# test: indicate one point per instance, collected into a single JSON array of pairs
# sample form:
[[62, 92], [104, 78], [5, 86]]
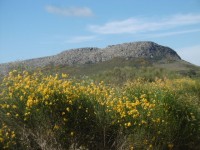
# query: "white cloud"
[[172, 33], [71, 11], [80, 39], [135, 25], [191, 54]]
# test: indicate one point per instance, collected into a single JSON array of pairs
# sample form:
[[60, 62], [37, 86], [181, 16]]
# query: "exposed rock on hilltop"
[[148, 50]]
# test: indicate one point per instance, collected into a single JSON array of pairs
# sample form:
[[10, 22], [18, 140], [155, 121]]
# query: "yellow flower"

****

What you should do - Can you lay out every line of the data above as a Markdown table with the columns "Row" and "Line", skipping blank lines and leaving the pictures out?

Output below -
| Row | Line |
|---|---|
| 1 | # test: indicate one point per instance, collected into a single JSON array of pairs |
| 2 | # sample form: |
| 3 | [[62, 92], [104, 78], [5, 86]] |
| 4 | # query: "white cloud" |
| 5 | [[172, 33], [71, 11], [80, 39], [135, 25], [191, 54]] |
| 6 | # test: indicate one point per instance, collected into a single JSON array of pairs |
| 7 | # sample form: |
| 8 | [[60, 62], [37, 86], [181, 16]] |
| 9 | # query: "exposed rock on hilltop" |
| 10 | [[148, 50]] |
| 11 | # test: indicate one point per instance, collected into a single JSON array of pairs |
| 12 | # sample form: |
| 13 | [[10, 22], [18, 140], [155, 121]] |
| 14 | # query: "yellow flower" |